抜粋本文
2024-04-10 20:17:43 | スケバン刑事3 少女忍法帖伝奇

 第6話「鈴の音は地獄の使者か!?」(1986年12月4日)

 冒頭、影の頭領「翔」に、進行中の作戦について報告に参上したシルエットだけの忍び「鈴の音」の姿。

 彼は、開平高校にて、何かどえらいことをやらかそうと企んでいるらしい。

 翔「わらわは、開平が滅びるのが見たい……」

 こちらは唯の通う星流学園。

 のっけから、依田に耳を引っ張られながら、図書館に連れて来られる唯。

 
 唯「いたっいたっ、耳が千切れてしまう! なにすんじゃーっ」
 依田「なんですか、その反抗的な目は? 君は掃除当番をさぼったんですよぉ。良心は痛まないんですか、痛むでしょう? だったら何も言わずにここの本を全部片付けましょう」
 唯「なぁーんだ、そげんこつなら簡単じゃ」

 唯、すぐに本を棚に戻し始めるが、その動きを見ていた依田は溜息をついて止めさせる。

 依田「バツ、バツ、バツ、そう言うやり方はバツでしょう? まず、棚にある本の配置を一瞬にして頭に叩き込む。しかる後……両手を素早く動かす」

 依田、自ら手本を見せて、軽快なドラムをバックに、猛烈なスピードで本を棚に入れて行く。

 唯「すごかー」
 依田「これくらいのスピードでやらないと今日中にこの図書館にある本を全て並べ替えることは出来ません」

表示データ
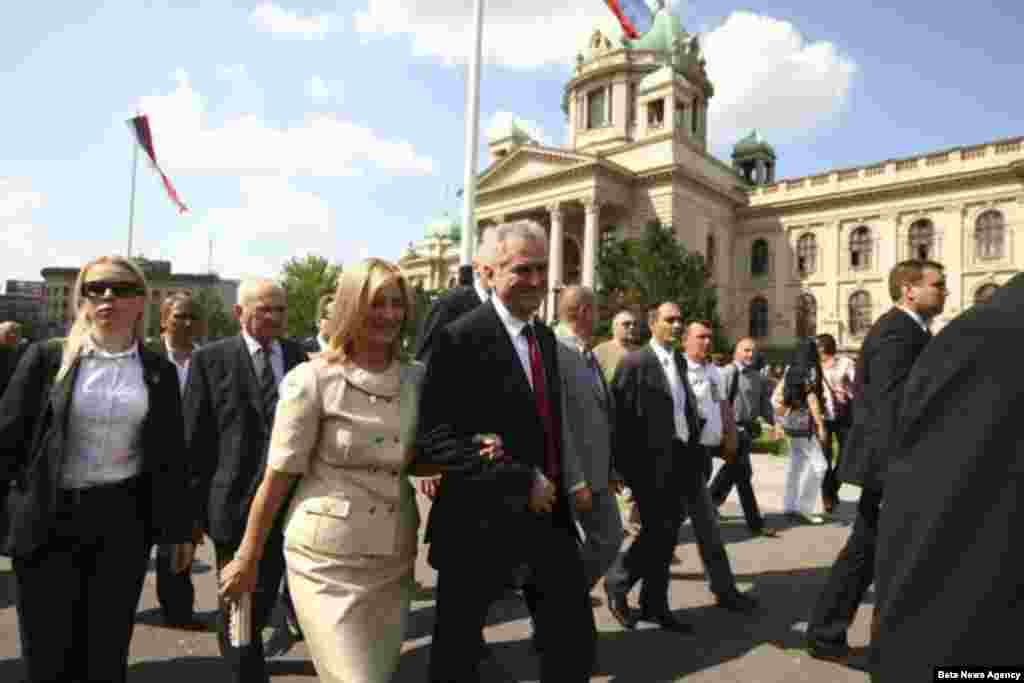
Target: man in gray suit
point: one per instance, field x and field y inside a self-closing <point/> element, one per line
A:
<point x="589" y="472"/>
<point x="751" y="398"/>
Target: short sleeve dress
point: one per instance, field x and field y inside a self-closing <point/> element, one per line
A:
<point x="350" y="536"/>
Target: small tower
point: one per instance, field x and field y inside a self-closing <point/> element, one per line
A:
<point x="755" y="160"/>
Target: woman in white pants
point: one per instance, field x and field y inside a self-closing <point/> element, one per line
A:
<point x="798" y="400"/>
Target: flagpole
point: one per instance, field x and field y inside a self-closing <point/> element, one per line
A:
<point x="472" y="143"/>
<point x="131" y="200"/>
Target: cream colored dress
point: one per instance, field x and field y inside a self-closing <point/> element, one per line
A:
<point x="350" y="537"/>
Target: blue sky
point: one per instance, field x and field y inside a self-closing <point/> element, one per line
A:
<point x="298" y="127"/>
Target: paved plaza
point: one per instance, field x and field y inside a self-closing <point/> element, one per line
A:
<point x="784" y="573"/>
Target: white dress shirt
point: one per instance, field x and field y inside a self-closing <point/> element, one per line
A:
<point x="676" y="385"/>
<point x="276" y="355"/>
<point x="109" y="402"/>
<point x="922" y="323"/>
<point x="706" y="380"/>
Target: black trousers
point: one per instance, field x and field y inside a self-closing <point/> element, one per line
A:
<point x="850" y="575"/>
<point x="659" y="505"/>
<point x="561" y="608"/>
<point x="77" y="596"/>
<point x="175" y="592"/>
<point x="739" y="473"/>
<point x="830" y="484"/>
<point x="248" y="664"/>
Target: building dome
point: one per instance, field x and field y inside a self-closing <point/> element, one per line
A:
<point x="752" y="144"/>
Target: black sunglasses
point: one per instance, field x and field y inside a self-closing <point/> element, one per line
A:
<point x="120" y="289"/>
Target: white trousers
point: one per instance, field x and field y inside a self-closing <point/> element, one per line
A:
<point x="804" y="475"/>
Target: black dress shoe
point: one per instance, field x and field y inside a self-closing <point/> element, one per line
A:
<point x="825" y="650"/>
<point x="669" y="622"/>
<point x="620" y="608"/>
<point x="736" y="602"/>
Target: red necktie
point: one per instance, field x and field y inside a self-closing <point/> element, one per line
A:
<point x="552" y="459"/>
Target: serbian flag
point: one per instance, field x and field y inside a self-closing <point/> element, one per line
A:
<point x="634" y="15"/>
<point x="140" y="127"/>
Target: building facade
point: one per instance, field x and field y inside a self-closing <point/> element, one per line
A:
<point x="788" y="257"/>
<point x="58" y="283"/>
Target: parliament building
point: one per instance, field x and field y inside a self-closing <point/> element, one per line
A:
<point x="791" y="256"/>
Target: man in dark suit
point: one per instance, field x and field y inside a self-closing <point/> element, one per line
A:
<point x="458" y="301"/>
<point x="228" y="406"/>
<point x="488" y="520"/>
<point x="325" y="311"/>
<point x="949" y="583"/>
<point x="657" y="452"/>
<point x="888" y="353"/>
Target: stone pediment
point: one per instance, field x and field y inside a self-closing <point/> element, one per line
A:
<point x="528" y="163"/>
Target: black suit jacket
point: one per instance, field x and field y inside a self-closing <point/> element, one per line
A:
<point x="889" y="351"/>
<point x="645" y="423"/>
<point x="227" y="433"/>
<point x="475" y="384"/>
<point x="451" y="306"/>
<point x="34" y="416"/>
<point x="948" y="580"/>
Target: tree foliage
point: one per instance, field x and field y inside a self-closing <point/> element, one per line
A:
<point x="305" y="281"/>
<point x="639" y="274"/>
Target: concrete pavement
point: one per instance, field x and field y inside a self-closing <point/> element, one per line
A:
<point x="784" y="573"/>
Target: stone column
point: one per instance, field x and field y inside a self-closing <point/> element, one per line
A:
<point x="556" y="260"/>
<point x="592" y="211"/>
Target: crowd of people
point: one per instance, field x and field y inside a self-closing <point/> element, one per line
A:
<point x="296" y="457"/>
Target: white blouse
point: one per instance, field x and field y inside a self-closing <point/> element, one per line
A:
<point x="104" y="427"/>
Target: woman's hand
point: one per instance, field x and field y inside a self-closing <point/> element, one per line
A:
<point x="239" y="577"/>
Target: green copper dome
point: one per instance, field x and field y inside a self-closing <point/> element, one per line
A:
<point x="753" y="143"/>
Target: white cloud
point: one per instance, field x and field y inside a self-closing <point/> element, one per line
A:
<point x="272" y="18"/>
<point x="322" y="144"/>
<point x="525" y="34"/>
<point x="500" y="121"/>
<point x="317" y="89"/>
<point x="273" y="222"/>
<point x="768" y="77"/>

作業内容
第6話の紹介文の「翔「わらわは、開平が滅びるのが見たい……」」から「唯「なぁーんだ、そげんこつなら簡単じゃ」」までを、両端も含めて書き写しなさい。その際、「図書館」は「図書室」に置き換えること。 データは使わなくてよい。

最終結果
翔「わらわは、開平が滅びるのが見たい……」

 こちらは唯の通う星流学園。

 のっけから、依田に耳を引っ張られながら、図書室に連れて来られる唯。

 
 唯「いたっいたっ、耳が千切れてしまう! なにすんじゃーっ」
 依田「なんですか、その反抗的な目は? 君は掃除当番をさぼったんですよぉ。良心は痛まないんですか、痛むでしょう? だったら何も言わずにここの本を全部片付けましょう」
 唯「なぁーんだ、そげんこつなら簡単じゃ」